━━ Excerpt ━━

Calcium mobilization assay
A calcium mobilization assay was performed as previously described (22). Briefly, RBL-FPR cells were detached and HL-60 cells collected by centrifugation. Cells were loaded with 5 μM Fluo-4/AM in HBSS supplemented with 2.5 mM probenecid for 45 min and then washed twice with HBSS. Cell suspensions were plated onto 96-well plates at a density of 60,000 cells in 100 μl of medium per well. Cells were reattached by centrifugation, incubated with or without test compounds for 15 min before the addition of fMLF or WKYMVM (10 nM each for RBL-FPR cells and 2 nM fMLF for HL-60 cells), and then analyzed for calcium mobilization using FlexStation (Molecular Devices) with the excitation wavelength at 485 nm and the emission wavelength at 525 nm. Calcium mobilization assay for RBL-FPRL1 was conducted similarly except that 2 nM WKYMVm was used. For calcium mobilization in chemokine-stimulated cells, freshly prepared human neutrophils or THP-1 monocytic cells were loaded with Indo-1 and stimulated with 10 nM of IL-8 or MCP-1, respectively. Calcium influx was determined using a spectrofluorometer, as described previously (19).
Degranulation assay
The amount of β-hexosaminidase released from RBL-FPR cells was measured as reported previously (23). In brief, cells (2 × 105/well) were cultured overnight in 24-well tissue culture plates. They were then washed twice with HBSS and incubated for 5–8 min with or without test compounds at different concentrations before the addition of fMLF (100 nM) or WKYMVm (200 nM). The reaction was terminated 10–15 min after stimulation by placing the plate on ice. The amount of β-hexosaminidase secreted into the medium was determined by incubating 20 μl of supernatant or cell lysate with 10 μl of 1 mM p-nitrophenyl-N-acetyl-β-d-glucosamide in sodium citrate buffer (0.1 M; pH 4.5) at 37°C for 1 h. At the end of the incubation, 200 μl of 0.1 M Na2CO3 and 0.1 M NaHCO3 (pH 10) was added. Absorbance at 405 nm was determined in a VersaMax tunable microplate reader (Molecular Devices). Total cellular β-hexosaminidase was determined with cell lysate in 0.1% Triton X-100. Data are collected from several experiments and presented as the percentage of total β-hexosaminidase released.

━━━

*What needs to be done:*
Write the next part of the assay methods excerpt, picking up after its final sentence.

━━ Provided data ━━

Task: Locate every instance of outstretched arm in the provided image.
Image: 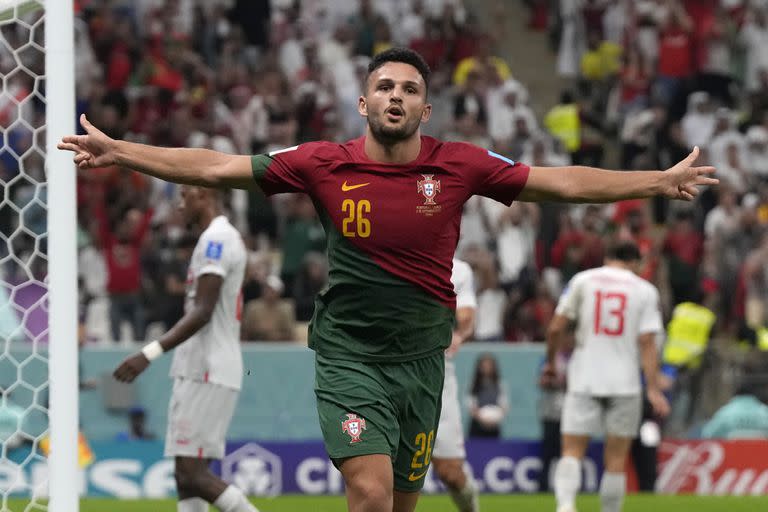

━━━

*Task response:*
For β-hexosaminidase release induced by FcεRI cross-linking, RBL-2H3 cells were incubated with monoclonal anti-DNP IgE (clone SPE-7 from Sigma-Aldrich; 1/5,000 or 0.2 μg/ml) for 16 h. Following a brief wash with HBSS-HB (20 mM HEPES (pH 7.4) and 0.2% BSA), cells were preincubated with 10 μM cytochalasin B for 15 min on ice and then 15 min at 37°C. The indicated amounts of inhibitors were added for 5 min at 37°C before cell stimulation with DNP-BSA (GE Healthcare Bio-Sciences) for 10 min at 37°C. The degranulation reaction was terminated and the amount of secreted β-hexosaminidase was quantified by incubating 20 μl of supernatant with 10 μl of 1 mM p-nitrophenyl-N-acetyl-β-d-glucosamide in 0.1 M sodium citrate buffer as described above.
For β-glucuronidase release, human blood neutrophils were preincubated with 10 μM cytochalasin B and then with cyclosporins as described above. The cells were then stimulated with fMLF for 10 min at 37°C. The degranulation reaction was terminated by placing samples on ice. The cells were separated from the supernatant through centrifugation. The amount of released β-glucuronidase was quantified by incubating 20 μl of supernatant with 20 μl of 10 mM 4-methylumbelliferyl-β-d-glucuronide hydrate in 0.1 M sodium acetate (pH 4.0) and 0.1% Triton X-100 at 37°C for 15 min. The reaction was terminated by addition of 300 μl of stop solution (50 mM glycine and 5 mM EDTA (pH 10.4)). Fluorescence was measured immediately using a spectrofluorometer (Photon Technology International), with an excitation wavelength of 365 nm and an emission wavelength of 460 nm.
Chemotaxis
The chemotaxis assay was performed as previously described (24). Migration of RBL-FPR cells induced by fMLF or WKYMVm was assessed in a 48-well microchemotaxis chamber (NeuroProbe). Briefly, fMLF or WKMYVm (10 nM each; 30 μl) was placed in the lower chamber and RBL-FPR cells (50 μl at 1 × 106 cells/ml) were preincubated with or without test compounds for 15 min and then loaded in the upper chamber, which was separated from the lower chamber by a polycarbonate filter (pore size of 8 μm). After incubation at 37°C for 4 h, the filter was removed, fixed, and stained with Diff-Quick staining solutions (IMEB). Chemotaxis was quantified by counting migrated cells in five randomly chosen high-power fields (×400).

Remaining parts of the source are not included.